AIM. From the data below, copy out every line that contains the word "house", matching case exactly.

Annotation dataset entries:
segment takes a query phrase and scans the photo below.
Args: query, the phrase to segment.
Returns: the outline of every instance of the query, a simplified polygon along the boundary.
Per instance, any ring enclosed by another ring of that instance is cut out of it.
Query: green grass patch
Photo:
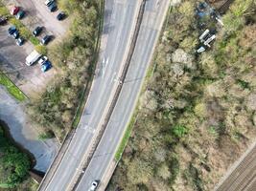
[[[7,91],[17,100],[24,101],[26,99],[26,96],[4,74],[0,74],[0,84],[5,86]]]
[[[135,114],[137,114],[137,112],[135,112]],[[133,117],[130,119],[130,121],[128,123],[128,128],[126,130],[125,136],[121,140],[120,145],[118,146],[117,152],[115,154],[116,161],[119,161],[121,159],[121,158],[122,158],[123,152],[124,152],[124,150],[126,148],[126,145],[127,145],[127,143],[128,141],[128,138],[129,138],[129,137],[131,135],[131,131],[132,131],[132,128],[134,126],[134,123],[136,122],[136,117],[137,117],[137,115],[133,115]]]
[[[105,1],[101,1],[101,19],[100,19],[100,24],[99,24],[99,29],[98,29],[98,36],[97,36],[97,40],[95,42],[95,50],[94,50],[94,55],[93,55],[93,66],[96,66],[98,58],[99,58],[99,50],[100,50],[100,40],[101,40],[101,34],[102,34],[102,31],[103,31],[103,24],[104,24],[104,7],[105,7]],[[86,87],[84,88],[83,92],[81,93],[81,100],[80,100],[80,104],[78,107],[78,110],[76,112],[76,115],[74,117],[74,120],[72,122],[72,128],[77,128],[81,117],[81,114],[83,112],[83,108],[85,106],[86,100],[87,100],[87,96],[86,92],[88,90],[88,88],[90,89],[90,82],[92,82],[93,80],[93,75],[90,76],[90,80],[88,81],[88,83],[86,84]]]

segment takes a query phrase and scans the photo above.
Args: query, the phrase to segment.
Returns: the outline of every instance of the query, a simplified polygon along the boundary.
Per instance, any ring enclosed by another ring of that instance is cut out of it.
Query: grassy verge
[[[19,101],[24,101],[26,96],[18,89],[17,86],[4,74],[0,73],[0,84],[5,86],[7,91]]]
[[[94,63],[93,66],[94,67],[96,67],[97,62],[98,62],[98,58],[99,58],[99,50],[100,50],[100,46],[101,46],[100,41],[101,41],[101,34],[102,34],[103,24],[104,24],[104,8],[105,8],[105,1],[102,0],[101,1],[101,8],[100,8],[101,9],[101,19],[100,19],[100,24],[99,24],[99,29],[98,29],[98,38],[97,38],[96,43],[95,43],[95,51],[94,51],[94,55],[93,55],[93,57],[94,57],[93,58],[93,63]],[[77,110],[76,115],[74,117],[72,128],[77,128],[79,125],[81,114],[83,112],[83,108],[84,108],[86,100],[87,100],[88,94],[86,94],[86,93],[88,92],[88,90],[91,87],[92,80],[93,80],[93,74],[91,74],[90,79],[86,83],[86,86],[84,87],[84,90],[82,92],[78,110]]]
[[[132,116],[132,117],[131,117],[131,119],[130,119],[130,121],[128,123],[128,128],[126,130],[126,133],[124,135],[124,138],[122,138],[121,143],[118,146],[117,152],[115,154],[116,161],[119,161],[121,159],[121,158],[122,158],[123,152],[124,152],[124,150],[126,148],[126,145],[127,145],[127,143],[128,141],[128,138],[130,137],[130,134],[131,134],[131,131],[133,129],[133,126],[134,126],[134,124],[136,122],[137,114],[138,114],[138,111],[136,111],[135,114]]]

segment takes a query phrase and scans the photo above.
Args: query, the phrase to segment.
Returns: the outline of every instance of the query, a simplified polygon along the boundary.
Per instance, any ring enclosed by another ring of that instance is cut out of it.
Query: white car
[[[40,64],[40,65],[42,65],[45,61],[47,61],[48,60],[48,57],[47,56],[42,56],[40,59],[39,59],[39,61],[38,61],[38,63]]]
[[[88,191],[95,191],[96,188],[98,186],[98,181],[97,180],[94,180],[92,183],[91,183],[91,187]]]
[[[54,2],[55,0],[46,0],[45,2],[44,2],[44,4],[46,5],[46,6],[49,6],[52,2]]]

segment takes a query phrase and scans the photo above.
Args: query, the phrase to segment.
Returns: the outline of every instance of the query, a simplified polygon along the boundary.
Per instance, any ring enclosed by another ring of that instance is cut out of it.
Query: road
[[[39,190],[69,190],[98,134],[127,57],[140,1],[106,0],[101,63],[87,103],[70,146],[50,182]],[[68,169],[67,169],[68,167]]]
[[[148,0],[146,3],[136,47],[121,95],[92,160],[77,186],[79,191],[88,190],[95,180],[101,180],[99,190],[105,190],[107,185],[108,171],[115,167],[111,165],[115,162],[114,155],[136,104],[168,7],[169,0]]]
[[[216,191],[255,191],[256,190],[256,143],[227,173]]]

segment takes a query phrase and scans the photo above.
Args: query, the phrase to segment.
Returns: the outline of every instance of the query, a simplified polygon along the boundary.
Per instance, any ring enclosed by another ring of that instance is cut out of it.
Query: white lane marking
[[[105,68],[108,64],[108,57],[106,58],[106,61],[105,62],[105,59],[104,59],[104,62],[103,62],[103,77],[105,76]]]

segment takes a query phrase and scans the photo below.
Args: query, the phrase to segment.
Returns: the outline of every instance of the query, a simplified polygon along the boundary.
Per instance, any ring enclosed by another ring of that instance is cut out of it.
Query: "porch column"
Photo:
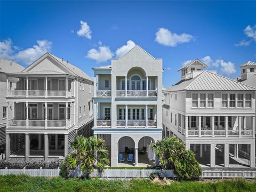
[[[138,164],[138,147],[134,148],[134,158],[135,158],[135,165],[134,166],[139,166]]]
[[[200,144],[200,157],[203,157],[203,144]]]
[[[58,134],[55,134],[55,150],[58,150]]]
[[[26,127],[28,128],[28,102],[26,102]]]
[[[124,89],[124,90],[125,90],[125,97],[127,97],[127,76],[125,76],[125,82],[124,83],[125,84],[125,87]]]
[[[125,127],[128,127],[128,105],[125,105]]]
[[[44,161],[48,161],[49,156],[49,140],[48,134],[44,134]]]
[[[201,127],[201,122],[202,122],[202,116],[199,116],[198,117],[198,135],[199,137],[201,137],[201,130],[202,130],[202,127]]]
[[[241,137],[241,130],[242,130],[242,117],[239,116],[238,117],[239,137]]]
[[[215,143],[211,143],[211,167],[215,167]]]
[[[148,76],[147,76],[147,86],[146,87],[146,91],[147,91],[147,97],[148,97]]]
[[[255,168],[255,144],[251,144],[250,150],[250,166]]]
[[[148,105],[145,105],[145,120],[146,120],[146,127],[147,127],[148,126]]]
[[[225,116],[225,135],[228,137],[228,116]]]
[[[28,77],[26,77],[26,97],[28,97]]]
[[[45,77],[45,97],[48,97],[48,93],[47,92],[47,77]]]
[[[215,121],[215,117],[212,116],[212,137],[214,137],[214,121]]]
[[[29,160],[29,151],[30,151],[30,141],[29,134],[25,134],[25,161]]]
[[[188,117],[186,115],[185,116],[185,133],[186,137],[188,137]]]
[[[11,140],[10,134],[5,134],[5,159],[8,160],[11,155]]]
[[[38,150],[42,148],[42,137],[41,134],[38,134]]]
[[[224,144],[224,166],[229,166],[229,143]]]
[[[64,156],[66,157],[68,155],[68,134],[64,135]]]

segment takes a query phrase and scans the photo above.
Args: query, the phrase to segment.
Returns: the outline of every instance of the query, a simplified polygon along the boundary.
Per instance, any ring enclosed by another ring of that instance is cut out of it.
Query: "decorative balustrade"
[[[111,97],[111,90],[96,90],[96,97]]]
[[[110,120],[97,120],[97,127],[111,127]]]

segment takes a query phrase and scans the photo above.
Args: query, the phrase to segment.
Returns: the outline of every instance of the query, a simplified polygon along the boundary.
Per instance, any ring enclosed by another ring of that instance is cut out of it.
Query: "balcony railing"
[[[97,127],[111,127],[110,120],[97,120]]]
[[[111,97],[111,90],[96,90],[96,97]]]
[[[45,124],[45,122],[46,124]],[[65,120],[15,120],[8,121],[7,128],[68,128],[71,126],[71,119]],[[47,125],[47,126],[45,126]]]

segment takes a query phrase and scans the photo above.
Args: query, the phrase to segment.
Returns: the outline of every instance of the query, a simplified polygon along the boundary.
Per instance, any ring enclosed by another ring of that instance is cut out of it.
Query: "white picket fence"
[[[97,170],[90,174],[92,178],[148,178],[153,172],[158,173],[160,177],[174,178],[175,174],[173,170],[151,170],[151,169],[106,169],[100,173]],[[56,169],[0,169],[0,175],[7,174],[27,174],[31,177],[41,176],[46,177],[58,177],[60,173],[59,168]],[[70,176],[79,177],[82,176],[82,171],[76,170],[73,171]],[[201,177],[202,179],[207,178],[256,178],[256,171],[233,171],[233,170],[203,170]]]

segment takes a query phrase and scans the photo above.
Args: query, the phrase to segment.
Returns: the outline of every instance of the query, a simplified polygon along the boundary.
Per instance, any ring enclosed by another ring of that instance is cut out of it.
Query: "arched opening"
[[[139,166],[150,166],[155,165],[155,153],[150,147],[150,144],[155,143],[150,137],[145,136],[139,141],[138,163]]]
[[[134,164],[135,142],[130,137],[120,138],[118,146],[118,166],[133,166]]]

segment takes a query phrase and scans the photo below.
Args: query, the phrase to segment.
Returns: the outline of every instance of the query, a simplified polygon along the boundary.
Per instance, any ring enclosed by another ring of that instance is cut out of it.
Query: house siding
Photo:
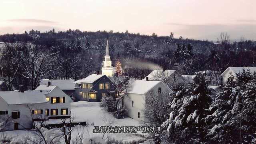
[[[109,83],[109,89],[100,89],[100,84],[101,83]],[[75,94],[75,97],[76,101],[79,100],[87,101],[89,102],[100,102],[102,98],[102,94],[103,93],[108,93],[110,91],[113,90],[113,85],[110,80],[108,78],[106,75],[102,76],[101,78],[98,79],[97,80],[92,83],[93,87],[91,89],[85,89],[82,88],[78,88],[78,85],[76,84],[75,89],[76,92]],[[95,91],[97,92],[96,99],[87,99],[83,98],[80,95],[80,92],[88,93],[91,91]]]

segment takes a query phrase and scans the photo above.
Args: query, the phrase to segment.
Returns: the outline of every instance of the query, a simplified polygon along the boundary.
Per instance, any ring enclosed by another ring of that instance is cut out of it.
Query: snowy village
[[[255,1],[108,1],[0,2],[0,144],[256,144]]]

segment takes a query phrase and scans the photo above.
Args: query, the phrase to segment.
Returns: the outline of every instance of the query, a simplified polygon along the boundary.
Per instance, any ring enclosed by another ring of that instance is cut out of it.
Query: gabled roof
[[[48,94],[51,92],[52,90],[57,87],[56,86],[49,86],[45,84],[40,84],[38,87],[36,88],[35,90],[42,91],[42,92],[44,94]]]
[[[175,72],[175,70],[166,70],[164,72],[162,70],[154,70],[146,77],[148,77],[150,80],[161,80],[163,76],[168,77]],[[143,79],[146,80],[146,77]]]
[[[78,80],[74,82],[74,83],[78,84],[80,84],[82,83],[92,84],[104,76],[105,76],[105,74],[92,74],[85,78]]]
[[[230,67],[227,68],[226,70],[221,74],[221,76],[223,76],[229,70],[232,71],[235,74],[236,74],[243,72],[243,70],[244,70],[246,71],[248,69],[250,70],[250,72],[253,73],[254,72],[256,72],[256,67]]]
[[[50,82],[51,85],[57,86],[62,90],[74,90],[74,81],[72,79],[49,80],[44,78],[40,80],[40,84],[48,85],[48,82]]]
[[[0,97],[11,105],[47,102],[44,95],[38,91],[0,92]]]
[[[184,79],[188,82],[193,83],[194,82],[194,80],[196,77],[196,75],[181,75]]]
[[[160,81],[136,80],[132,84],[131,88],[128,91],[128,93],[145,94],[150,90],[151,90],[155,86],[161,82],[162,83],[162,82]]]

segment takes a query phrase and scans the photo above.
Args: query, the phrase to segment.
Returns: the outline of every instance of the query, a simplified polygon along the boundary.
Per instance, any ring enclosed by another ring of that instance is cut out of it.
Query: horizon
[[[32,29],[42,32],[70,28],[80,31],[139,33],[176,38],[215,41],[221,32],[231,40],[241,37],[256,40],[256,1],[220,0],[100,0],[4,1],[0,12],[0,34],[22,34]],[[220,4],[221,4],[220,5]]]

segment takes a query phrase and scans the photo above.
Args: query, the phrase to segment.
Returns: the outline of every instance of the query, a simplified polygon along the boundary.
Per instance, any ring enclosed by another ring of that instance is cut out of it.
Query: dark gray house
[[[74,83],[76,101],[100,102],[102,97],[114,90],[111,80],[104,74],[92,74]]]

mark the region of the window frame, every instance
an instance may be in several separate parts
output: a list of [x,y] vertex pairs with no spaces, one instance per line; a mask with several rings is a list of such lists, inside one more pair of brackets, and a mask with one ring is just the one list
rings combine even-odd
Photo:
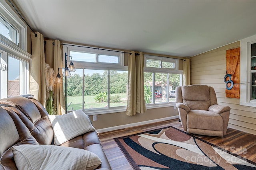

WRITTEN SOLUTION.
Query: house siding
Query: dark gray house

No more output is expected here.